— START Text extract —

I'm ingesting an RTMP stream and converting it to a fragmented MP4 file in JavaScript. It took a week of work but I'm almost finished with this task. I'm generating a valid ftyp
atom, moov
atom, and moof
atom and the first frame of the video actually plays (with audio) before it goes into an infinite buffering with no errors listed in chrome://media-internals
Plugging the video into ffprobe
, I get an error similar to:
[mov,mp4,m4a,3gp,3g2,mj2 @ 0x558559198080] Failed to add index entry
Last message repeated 368 times
[h264 @ 0x55855919b300] Invalid NAL unit size (-619501801 > 966).
[h264 @ 0x55855919b300] Error splitting the input into NAL units.
This led me on a massive hunt for data alignment issues or invalid byte offsets in my tfhd
and trun
atoms, however no matter where I looked or how I sliced the data, I couldn't find any problems in the moof
atom.
I then took the original FLV file and converted it to an MP4 in ffmpeg
with the following command:
ffmpeg -i ~/Videos/rtmp/big_buck_bunny.flv -c copy -ss 5 -t 10 -movflags frag_keyframe+empty_moov+faststart test.mp4
I opened both the MP4 I was creating and the MP4 output by ffmpeg
in an atom parsing file and compared the two:
The first thing that jumped out at me was the ffmpeg
-generated file has multiple video samples per moof
. Specifically, every moof
started with 1 key frame, then contained all difference frames until the next key frame (which was used as the start of the following moof
atom)
Contrast this with how I'm generating my MP4. I create a moof
atom every time an FLV VIDEODATA
packet arrives. This means my moof
may not contain a key frame (and usually doesn't)
Could this be why I'm having trouble? Or is there something else I'm missing?

— END Text extract —
— START Records supplied —

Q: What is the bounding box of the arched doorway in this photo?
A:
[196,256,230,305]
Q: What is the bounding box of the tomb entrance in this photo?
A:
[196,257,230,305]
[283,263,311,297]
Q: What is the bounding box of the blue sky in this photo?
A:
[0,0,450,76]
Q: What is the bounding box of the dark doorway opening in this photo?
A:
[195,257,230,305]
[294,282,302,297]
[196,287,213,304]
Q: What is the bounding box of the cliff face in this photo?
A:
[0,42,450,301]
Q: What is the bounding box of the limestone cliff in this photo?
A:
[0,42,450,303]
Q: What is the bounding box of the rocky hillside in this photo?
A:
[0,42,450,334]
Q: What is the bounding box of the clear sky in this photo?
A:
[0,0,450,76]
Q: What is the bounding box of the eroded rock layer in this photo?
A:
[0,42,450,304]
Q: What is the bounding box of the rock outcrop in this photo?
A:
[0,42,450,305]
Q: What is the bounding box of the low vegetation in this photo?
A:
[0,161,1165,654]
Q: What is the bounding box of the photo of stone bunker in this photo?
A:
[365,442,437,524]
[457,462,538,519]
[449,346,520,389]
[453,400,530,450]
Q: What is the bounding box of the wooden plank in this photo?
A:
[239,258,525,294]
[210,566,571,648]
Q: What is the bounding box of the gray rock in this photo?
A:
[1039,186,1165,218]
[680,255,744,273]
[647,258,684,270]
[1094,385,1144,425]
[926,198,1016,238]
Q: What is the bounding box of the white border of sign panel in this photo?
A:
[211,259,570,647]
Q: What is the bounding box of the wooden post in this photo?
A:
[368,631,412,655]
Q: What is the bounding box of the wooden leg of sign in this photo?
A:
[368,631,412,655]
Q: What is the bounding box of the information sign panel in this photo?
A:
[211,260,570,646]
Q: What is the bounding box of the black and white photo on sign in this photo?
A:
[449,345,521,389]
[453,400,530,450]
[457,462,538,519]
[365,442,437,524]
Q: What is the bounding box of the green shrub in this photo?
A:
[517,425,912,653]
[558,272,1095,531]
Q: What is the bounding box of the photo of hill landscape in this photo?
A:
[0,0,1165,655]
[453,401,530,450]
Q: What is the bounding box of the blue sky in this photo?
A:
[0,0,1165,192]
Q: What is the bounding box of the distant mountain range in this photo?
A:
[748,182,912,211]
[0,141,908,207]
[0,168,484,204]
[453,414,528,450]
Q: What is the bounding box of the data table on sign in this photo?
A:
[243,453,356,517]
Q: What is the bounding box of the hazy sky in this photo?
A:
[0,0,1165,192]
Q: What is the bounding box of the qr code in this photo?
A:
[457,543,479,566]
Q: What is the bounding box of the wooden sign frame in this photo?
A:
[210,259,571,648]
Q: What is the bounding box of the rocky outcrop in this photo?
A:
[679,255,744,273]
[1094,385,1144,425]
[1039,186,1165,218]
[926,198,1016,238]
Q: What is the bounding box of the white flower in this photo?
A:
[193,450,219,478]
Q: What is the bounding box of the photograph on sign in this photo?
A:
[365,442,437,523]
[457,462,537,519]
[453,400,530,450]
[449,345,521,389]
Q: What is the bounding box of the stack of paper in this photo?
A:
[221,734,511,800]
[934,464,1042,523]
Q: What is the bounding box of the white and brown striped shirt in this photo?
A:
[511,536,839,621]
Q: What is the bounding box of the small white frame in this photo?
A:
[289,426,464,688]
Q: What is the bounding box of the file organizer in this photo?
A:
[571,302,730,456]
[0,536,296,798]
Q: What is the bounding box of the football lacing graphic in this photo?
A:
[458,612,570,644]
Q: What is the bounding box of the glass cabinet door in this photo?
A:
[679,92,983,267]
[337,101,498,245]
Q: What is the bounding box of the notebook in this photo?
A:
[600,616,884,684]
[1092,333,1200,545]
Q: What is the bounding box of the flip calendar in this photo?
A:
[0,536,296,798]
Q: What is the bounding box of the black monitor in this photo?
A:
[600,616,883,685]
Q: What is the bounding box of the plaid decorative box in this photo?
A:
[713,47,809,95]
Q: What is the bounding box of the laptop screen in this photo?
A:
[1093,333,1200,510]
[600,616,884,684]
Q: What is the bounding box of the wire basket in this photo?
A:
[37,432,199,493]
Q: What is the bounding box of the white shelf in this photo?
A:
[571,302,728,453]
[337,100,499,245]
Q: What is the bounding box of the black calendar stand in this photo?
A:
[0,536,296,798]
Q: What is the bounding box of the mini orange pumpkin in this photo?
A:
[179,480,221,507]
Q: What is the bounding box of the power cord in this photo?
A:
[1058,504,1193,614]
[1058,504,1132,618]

— END Records supplied —

Carry on the forum post about converting an RTMP stream to fragmented MP4 in JavaScript, picking up after its last sentence.

The video files in question can be downloaded here:
Another issue I noticed was ffmpeg
's prolific use of base_data_offset
in the tfhd
atom. However when I tried tracking the total number of bytes appended and setting the base_data_offset
myself, I got an error in Chrome along the lines of: "MSE doesn't support base_data_offset". Per the ISO/IEC 14996-10 spec:
If not provided, the base-data-offset for the first track in the movie fragment is the position of the first byte of the enclosing Movie Fragment Box, and for second and subsequent track fragments, the default is the end of the data defined by the preceding fragment.
This wording leads me to believe that the data_offset
in the first trun
atom should be equal to the size of the moof
atom and the data_offset
in the second trun
atom should be 0
(0 bytes from the end of the data defined by the preceding fragment). However when I tried this I got an error that the video data couldn't be parsed. What did lead to data that could be parsed was the length of the moof
atom plus the total length of the first track (as if the base offset were the first byte of the enclosing moof
box, same as the first track)